▸ What you will do: Every line of the material is to be quoted verbatim, minus the pictures.

--- START ---

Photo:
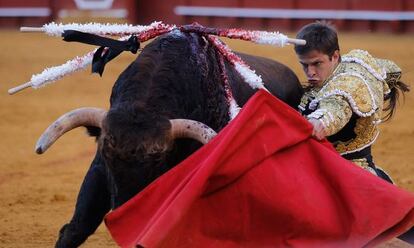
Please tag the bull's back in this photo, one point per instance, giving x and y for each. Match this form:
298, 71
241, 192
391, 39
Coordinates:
279, 79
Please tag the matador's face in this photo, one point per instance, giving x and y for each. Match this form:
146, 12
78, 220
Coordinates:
318, 66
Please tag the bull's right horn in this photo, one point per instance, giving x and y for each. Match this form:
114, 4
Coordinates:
184, 128
73, 119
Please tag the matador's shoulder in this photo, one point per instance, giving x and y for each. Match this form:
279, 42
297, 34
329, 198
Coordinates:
360, 80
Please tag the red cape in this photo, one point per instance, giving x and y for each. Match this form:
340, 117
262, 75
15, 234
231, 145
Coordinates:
264, 182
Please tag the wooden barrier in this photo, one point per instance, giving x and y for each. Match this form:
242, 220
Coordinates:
283, 15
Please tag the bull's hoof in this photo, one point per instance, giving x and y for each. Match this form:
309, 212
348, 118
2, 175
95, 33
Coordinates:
69, 237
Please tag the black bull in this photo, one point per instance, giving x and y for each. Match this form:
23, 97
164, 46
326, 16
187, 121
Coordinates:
175, 76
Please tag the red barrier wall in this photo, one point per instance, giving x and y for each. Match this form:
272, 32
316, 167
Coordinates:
145, 12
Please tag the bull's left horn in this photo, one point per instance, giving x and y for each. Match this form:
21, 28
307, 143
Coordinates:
73, 119
184, 128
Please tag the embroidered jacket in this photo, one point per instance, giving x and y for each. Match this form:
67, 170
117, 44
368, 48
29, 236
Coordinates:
350, 102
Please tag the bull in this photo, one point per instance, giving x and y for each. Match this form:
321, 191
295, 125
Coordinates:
139, 138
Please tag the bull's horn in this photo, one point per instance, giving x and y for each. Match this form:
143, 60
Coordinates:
73, 119
184, 128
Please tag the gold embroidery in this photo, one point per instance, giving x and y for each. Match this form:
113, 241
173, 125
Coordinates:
355, 81
363, 163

--- END ---

▸ Result of this task:
Photo:
Please tag the bull's back in this photo, one point per instance, giving x and y for each. Match this form:
298, 71
241, 192
391, 39
Coordinates:
279, 79
Please tag the matador's face in this photo, one point per instance, giving x and y for each. Match this form:
146, 12
78, 220
Coordinates:
318, 66
Please tag the bull's right horn in this photo, one point per instance, giving x and y for each. Match this form:
114, 4
Coordinates:
184, 128
73, 119
Please tag the matador's shoulder in this photo, one point per instance, giving x and y for each. Match this form:
279, 42
297, 34
329, 198
Coordinates:
360, 80
Please tag the red cape in this photo, one point per instance, giving x and y for each. Match this form:
340, 117
262, 75
15, 234
231, 145
Coordinates:
264, 182
Please tag the wooden barrier in this photo, one point per instance, giving x and y for each. Match this form:
242, 220
Coordinates:
283, 15
Please tag the bull's hoof in this photo, one point per instance, giving x and y for each. Match this form:
309, 212
348, 118
2, 175
95, 33
Coordinates:
69, 237
Please tag the black bull in this photo, one point per instance, giving x and y for each. Match this form:
23, 97
164, 46
326, 16
187, 121
Coordinates:
175, 76
Please tag the red barrier wall in this photo, one point per instance, giving x and y for each. Match this form:
272, 32
316, 167
Coordinates:
145, 12
Please tag the bull's left horn in this photo, one point per instance, giving x and y for each. Match this form:
21, 28
307, 143
Coordinates:
73, 119
184, 128
Please tag the embroidered jacket in this photo, one point per instance, giving x and y for each. Match this form:
67, 170
117, 44
368, 48
29, 236
Coordinates:
350, 102
Please tag the bull in this photo, one point per instance, giving x and y for each. Match this form:
321, 191
295, 125
Coordinates:
139, 138
Please tag the bull's horn in this photo, one point per instance, giving x and y for each. Match this form:
143, 60
Coordinates:
73, 119
184, 128
Please tag the gold embroidery in this photo, one point per instance, giving x and y for each. Match this form:
113, 241
173, 125
Coordinates:
355, 81
363, 163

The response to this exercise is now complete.